*Records from a dataset*.
--- begin ---

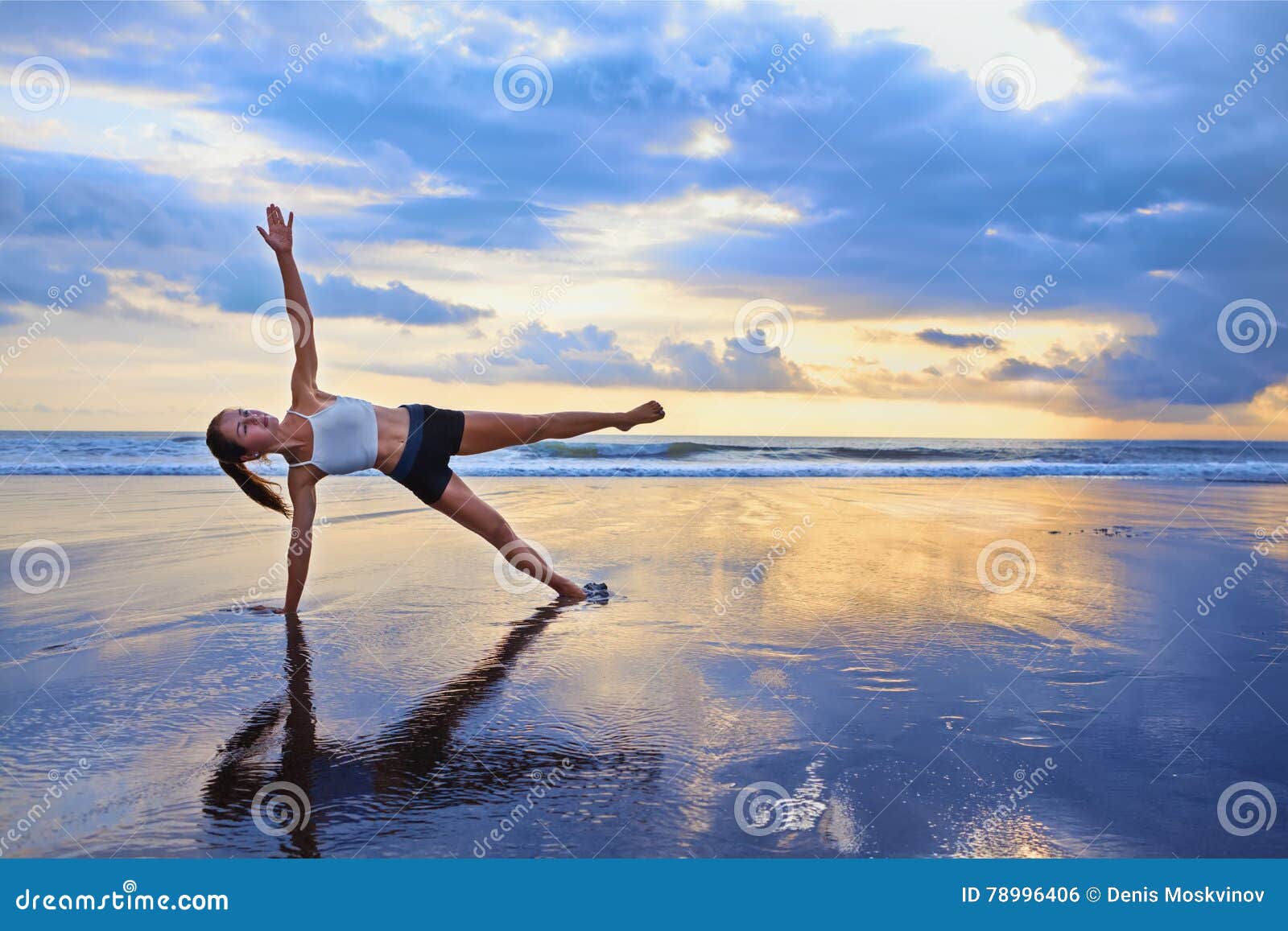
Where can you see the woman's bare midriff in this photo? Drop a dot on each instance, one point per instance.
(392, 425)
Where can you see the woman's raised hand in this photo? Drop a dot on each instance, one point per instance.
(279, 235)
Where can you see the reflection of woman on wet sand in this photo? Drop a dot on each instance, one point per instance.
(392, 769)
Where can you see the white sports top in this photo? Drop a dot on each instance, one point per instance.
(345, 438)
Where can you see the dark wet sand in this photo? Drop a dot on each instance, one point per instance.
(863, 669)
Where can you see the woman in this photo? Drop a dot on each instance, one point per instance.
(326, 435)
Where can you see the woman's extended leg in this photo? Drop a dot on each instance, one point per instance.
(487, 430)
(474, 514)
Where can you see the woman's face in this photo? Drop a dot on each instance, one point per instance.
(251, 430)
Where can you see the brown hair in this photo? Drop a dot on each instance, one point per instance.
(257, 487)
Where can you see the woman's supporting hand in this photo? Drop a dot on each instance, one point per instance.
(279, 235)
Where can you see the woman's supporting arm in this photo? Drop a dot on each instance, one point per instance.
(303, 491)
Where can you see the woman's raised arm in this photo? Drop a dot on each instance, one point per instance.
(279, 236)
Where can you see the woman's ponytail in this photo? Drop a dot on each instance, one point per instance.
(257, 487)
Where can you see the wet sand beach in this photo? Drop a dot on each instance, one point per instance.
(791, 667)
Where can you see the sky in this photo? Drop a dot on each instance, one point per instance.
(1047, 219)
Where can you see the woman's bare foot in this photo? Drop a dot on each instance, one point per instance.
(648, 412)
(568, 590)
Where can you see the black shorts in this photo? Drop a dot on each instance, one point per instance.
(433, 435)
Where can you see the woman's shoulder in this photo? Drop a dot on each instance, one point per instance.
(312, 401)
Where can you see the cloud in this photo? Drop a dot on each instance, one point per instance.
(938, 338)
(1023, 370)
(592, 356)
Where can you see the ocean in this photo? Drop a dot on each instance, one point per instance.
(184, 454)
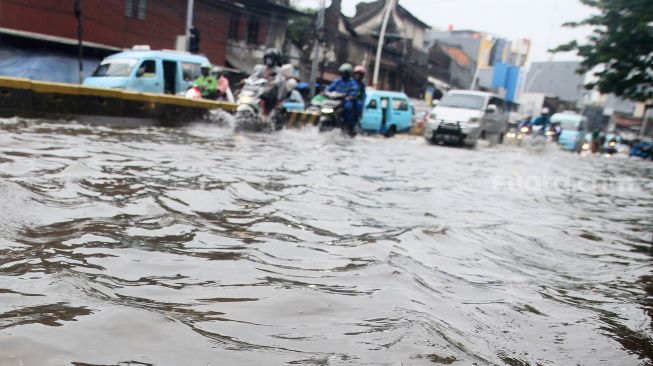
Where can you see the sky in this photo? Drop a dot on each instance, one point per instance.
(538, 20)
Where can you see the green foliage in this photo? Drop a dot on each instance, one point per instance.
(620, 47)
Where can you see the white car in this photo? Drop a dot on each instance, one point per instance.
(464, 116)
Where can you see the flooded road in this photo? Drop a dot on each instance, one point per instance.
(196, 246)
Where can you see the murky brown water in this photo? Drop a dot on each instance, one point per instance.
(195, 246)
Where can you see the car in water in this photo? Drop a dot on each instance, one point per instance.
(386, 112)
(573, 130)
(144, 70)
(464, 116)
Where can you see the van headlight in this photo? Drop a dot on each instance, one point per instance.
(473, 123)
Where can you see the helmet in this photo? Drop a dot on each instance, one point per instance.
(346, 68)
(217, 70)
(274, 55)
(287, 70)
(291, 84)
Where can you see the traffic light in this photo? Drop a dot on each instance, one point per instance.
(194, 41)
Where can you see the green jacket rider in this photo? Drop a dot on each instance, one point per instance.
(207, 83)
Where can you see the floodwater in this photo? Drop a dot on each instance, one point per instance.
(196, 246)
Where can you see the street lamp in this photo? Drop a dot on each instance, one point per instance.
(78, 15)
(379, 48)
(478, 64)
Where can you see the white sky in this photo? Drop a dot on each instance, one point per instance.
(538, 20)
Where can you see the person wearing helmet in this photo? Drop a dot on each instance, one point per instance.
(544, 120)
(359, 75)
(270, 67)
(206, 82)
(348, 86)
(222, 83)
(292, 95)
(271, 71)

--- end ---

Set down, word for word, every line from the line that holds "Where can you see the helmet" to the end of the entries above, including both ends.

Where can you see the helmet in this photo? Drop a dot on each instance, one point per instance.
(346, 68)
(217, 70)
(274, 55)
(287, 70)
(291, 84)
Where can you see the traffic light in this photo? Drop a dot on each instance, one point per instance.
(194, 41)
Where can you see the green jacket rider in this photo? Drop a dot on each instance, one point per instance.
(207, 83)
Where can you see the floodwater in this photo? Drop a dot on each instance, one point per instance.
(196, 246)
Where can you see the street lamp in this photo? Drop a dot on each instance, one point per instance.
(78, 15)
(379, 48)
(478, 64)
Where can you see the white sky in this photo? Drop a dot on each instance, one point per instance.
(538, 20)
Where can you see the person wearing helmet in this photo? Drop a dot on each instance, one point per instance.
(544, 120)
(359, 75)
(270, 67)
(206, 82)
(348, 86)
(222, 83)
(292, 95)
(271, 71)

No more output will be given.